# TASK DETAILS
Copy out the entries word for word, from the very beginning through the line containing "[31,400,179,478]", with that line included.

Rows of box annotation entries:
START

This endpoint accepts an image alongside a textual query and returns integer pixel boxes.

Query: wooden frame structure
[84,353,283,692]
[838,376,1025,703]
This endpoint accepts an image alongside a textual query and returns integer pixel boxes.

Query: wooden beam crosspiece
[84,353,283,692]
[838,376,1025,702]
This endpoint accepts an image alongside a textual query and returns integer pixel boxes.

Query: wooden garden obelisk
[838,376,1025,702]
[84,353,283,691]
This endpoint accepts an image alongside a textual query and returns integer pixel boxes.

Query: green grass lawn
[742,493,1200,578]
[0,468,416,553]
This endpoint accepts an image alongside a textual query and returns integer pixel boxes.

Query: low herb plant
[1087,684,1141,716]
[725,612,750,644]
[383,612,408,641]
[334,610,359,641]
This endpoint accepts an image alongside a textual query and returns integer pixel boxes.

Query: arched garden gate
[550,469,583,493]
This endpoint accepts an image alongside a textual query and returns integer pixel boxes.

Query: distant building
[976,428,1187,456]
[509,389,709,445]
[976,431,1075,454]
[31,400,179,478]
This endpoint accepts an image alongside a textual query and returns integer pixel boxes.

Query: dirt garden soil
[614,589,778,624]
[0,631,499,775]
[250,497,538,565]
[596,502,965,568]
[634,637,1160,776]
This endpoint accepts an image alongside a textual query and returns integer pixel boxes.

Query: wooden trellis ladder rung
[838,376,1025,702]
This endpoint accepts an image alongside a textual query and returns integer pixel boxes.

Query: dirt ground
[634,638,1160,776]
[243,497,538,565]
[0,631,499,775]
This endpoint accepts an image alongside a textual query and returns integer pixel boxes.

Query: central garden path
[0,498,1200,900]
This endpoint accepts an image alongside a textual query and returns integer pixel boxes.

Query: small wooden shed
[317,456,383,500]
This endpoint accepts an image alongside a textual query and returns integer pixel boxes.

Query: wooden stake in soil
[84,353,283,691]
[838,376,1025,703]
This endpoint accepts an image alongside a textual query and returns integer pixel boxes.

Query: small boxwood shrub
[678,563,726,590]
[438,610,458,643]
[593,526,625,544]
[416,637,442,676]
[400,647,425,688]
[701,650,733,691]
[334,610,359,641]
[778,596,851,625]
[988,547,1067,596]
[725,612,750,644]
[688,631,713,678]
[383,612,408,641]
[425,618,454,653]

END

# SOLUTION FOR THIS TASK
This endpoint accepts an image alongside a textual query and returns integer pixel boxes.

Query: wooden frame structure
[84,353,283,692]
[838,376,1025,703]
This endpoint accepts an image alongside a textual query and returns integer pixel boxes.

Query: wooden beam crosspiece
[84,353,283,692]
[838,376,1025,702]
This endpoint accepts an image alongside a textual query and returns integer pixel boxes.

Query: wooden garden obelisk
[838,376,1025,702]
[84,353,283,691]
This endpoint accepts an image alongside a textual query and returns integer pixel boxes.

Query: green grass lawn
[742,493,1200,578]
[0,468,416,553]
This endpoint accepts an image alongside a textual query and returns integer pixel boxes.

Query: low herb plant
[1087,684,1141,716]
[725,612,750,644]
[383,612,408,641]
[334,610,359,641]
This endpoint accepts an image alongside a textual query and returns integer pixel boxes.

Query: arched garden gate
[550,469,583,493]
This endpoint accepts an image alongside a textual query and returns integer pixel boxes.

Query: distant building
[976,428,1187,456]
[509,389,709,445]
[976,431,1075,454]
[31,400,179,478]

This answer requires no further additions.